Task directions — Copy the lines from the first one up to and including the line containing "121], [291, 121]]]", replacing every "climbing hold" with "wall hold" and leaving everything else as it is. Give only those lines.
:: Provided entries
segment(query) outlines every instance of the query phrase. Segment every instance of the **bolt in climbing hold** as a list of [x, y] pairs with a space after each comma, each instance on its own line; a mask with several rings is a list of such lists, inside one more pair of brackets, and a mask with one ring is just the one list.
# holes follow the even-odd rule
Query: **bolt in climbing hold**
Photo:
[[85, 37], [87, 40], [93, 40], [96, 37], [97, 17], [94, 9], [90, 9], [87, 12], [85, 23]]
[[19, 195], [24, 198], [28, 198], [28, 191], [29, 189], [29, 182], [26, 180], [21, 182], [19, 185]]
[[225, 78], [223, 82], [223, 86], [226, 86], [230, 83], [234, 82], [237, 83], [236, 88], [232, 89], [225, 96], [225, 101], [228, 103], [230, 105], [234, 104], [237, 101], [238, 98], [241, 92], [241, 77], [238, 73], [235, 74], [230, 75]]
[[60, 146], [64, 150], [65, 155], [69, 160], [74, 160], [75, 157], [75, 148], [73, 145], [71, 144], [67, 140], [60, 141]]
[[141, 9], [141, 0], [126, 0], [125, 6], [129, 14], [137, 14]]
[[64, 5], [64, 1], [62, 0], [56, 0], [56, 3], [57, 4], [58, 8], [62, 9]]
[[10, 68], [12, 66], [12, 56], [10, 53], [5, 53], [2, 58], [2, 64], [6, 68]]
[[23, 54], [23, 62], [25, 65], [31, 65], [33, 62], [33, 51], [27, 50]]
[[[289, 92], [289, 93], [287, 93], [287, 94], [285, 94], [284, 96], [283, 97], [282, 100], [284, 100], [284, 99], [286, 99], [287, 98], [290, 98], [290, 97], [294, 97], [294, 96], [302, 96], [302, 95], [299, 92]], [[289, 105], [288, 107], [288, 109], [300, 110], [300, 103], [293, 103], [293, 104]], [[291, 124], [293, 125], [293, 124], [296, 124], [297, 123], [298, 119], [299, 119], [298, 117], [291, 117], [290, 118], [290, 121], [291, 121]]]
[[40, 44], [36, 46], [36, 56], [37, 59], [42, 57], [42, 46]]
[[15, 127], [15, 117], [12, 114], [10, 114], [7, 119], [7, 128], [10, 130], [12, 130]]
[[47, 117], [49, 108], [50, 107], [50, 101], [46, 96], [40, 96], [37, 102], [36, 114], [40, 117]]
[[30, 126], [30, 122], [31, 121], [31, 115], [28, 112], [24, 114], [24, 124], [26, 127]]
::::
Full response —
segment(query) outlines every instance of the query phrase. Segment every instance of the **bolt in wall hold** as a list of [x, y] pairs with a space after each comma, each instance on its own line; a mask with several rings is a list of such lists, inside one more pair of brackets, and a mask with one ring is just the one list.
# holes follow the even-odd rule
Query: **bolt in wall hold**
Photo:
[[85, 37], [87, 40], [93, 40], [96, 37], [97, 17], [94, 9], [90, 9], [87, 12], [85, 23]]
[[19, 195], [24, 198], [28, 198], [28, 191], [29, 189], [29, 182], [26, 180], [21, 182], [19, 185]]
[[225, 78], [223, 82], [223, 86], [226, 86], [230, 83], [234, 82], [237, 83], [236, 88], [232, 89], [225, 96], [225, 101], [228, 103], [230, 105], [234, 104], [237, 101], [238, 98], [241, 92], [241, 77], [238, 73], [235, 74], [230, 75]]
[[60, 146], [64, 150], [65, 155], [69, 160], [74, 160], [75, 157], [75, 148], [73, 145], [71, 144], [67, 140], [60, 141]]
[[141, 9], [141, 0], [126, 0], [125, 6], [129, 14], [137, 14]]
[[64, 5], [64, 1], [62, 0], [56, 0], [56, 3], [57, 4], [58, 8], [62, 9]]
[[10, 68], [12, 66], [12, 56], [10, 53], [5, 53], [2, 58], [2, 64], [6, 68]]
[[23, 54], [23, 62], [25, 65], [31, 65], [33, 62], [33, 51], [27, 50]]
[[[289, 92], [289, 93], [287, 93], [287, 94], [285, 94], [284, 96], [283, 97], [282, 100], [284, 100], [284, 99], [286, 99], [287, 98], [290, 98], [290, 97], [294, 97], [294, 96], [302, 96], [302, 95], [299, 92]], [[289, 105], [288, 107], [288, 109], [300, 110], [300, 103], [293, 103], [293, 104]], [[291, 124], [293, 125], [293, 124], [296, 124], [297, 123], [298, 119], [299, 119], [298, 117], [291, 117], [290, 118], [290, 121], [291, 121]]]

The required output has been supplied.